[start TASK DATA]

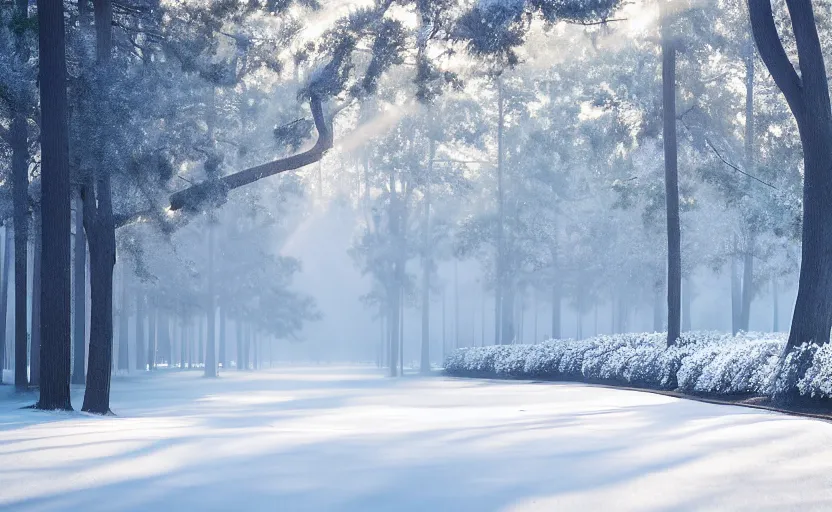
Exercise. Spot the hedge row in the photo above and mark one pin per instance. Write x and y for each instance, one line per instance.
(702, 363)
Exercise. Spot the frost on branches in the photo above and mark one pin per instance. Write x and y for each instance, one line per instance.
(708, 363)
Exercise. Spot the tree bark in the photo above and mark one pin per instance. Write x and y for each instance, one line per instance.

[end TASK DATA]

■ **TASK OBJECTIVE**: Return the full listing above word for word, leaving out the pictures.

■ **SOLUTION TO THIS PROBLEM**:
Exercise. Spot the hedge row in the photo above and mark one pin per instance. Write x and y for each instance, one line per instance.
(702, 363)
Exercise. Spot the frost on branches in the photo above and mark one pin per instance. Write x and y for each instance, one line per instance.
(708, 363)
Exercise. Spot the tree bark in the photo above and mark one pin per instance. Write x and y for each instance, one line per instance.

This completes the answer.